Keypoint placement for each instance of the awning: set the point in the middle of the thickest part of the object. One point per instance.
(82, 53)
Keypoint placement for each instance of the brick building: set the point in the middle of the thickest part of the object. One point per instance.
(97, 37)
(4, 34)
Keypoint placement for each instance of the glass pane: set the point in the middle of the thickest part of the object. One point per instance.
====================
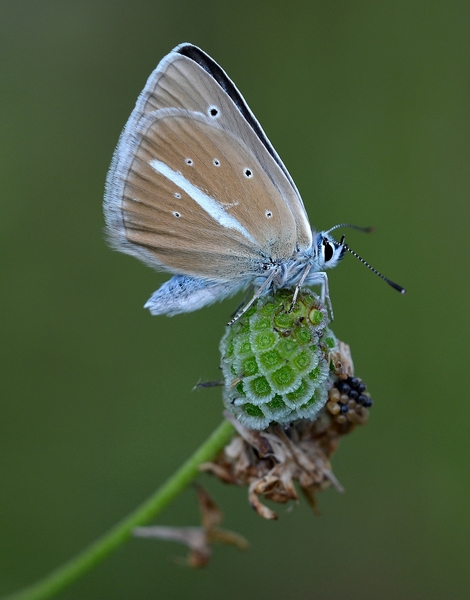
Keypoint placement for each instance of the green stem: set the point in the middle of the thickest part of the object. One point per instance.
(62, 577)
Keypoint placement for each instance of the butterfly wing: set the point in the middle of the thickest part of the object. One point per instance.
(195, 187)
====================
What you need to do ▸
Pick out each line in the material above that contains the string "placement", matching case exactly, and copy those lines out in full.

Exercise answer ▸
Keypoint placement for each instance of the awning: set the point in the middle of the thickest part of the object. One point per instance.
Keypoint placement for each instance of the brick building: set the point in the middle of the thickest part of the object. One point per instance.
Keypoint placement for each instance of the glass pane: set the point in the middle of the thickest part of the object. One point per instance.
Keypoint placement for each instance of the green stem: set the point in the middle of the thickest part of the object. One point per instance.
Keypoint placement for each instance of the butterfly wing: set the point in the middle of the thickest part of the object. One point per instance.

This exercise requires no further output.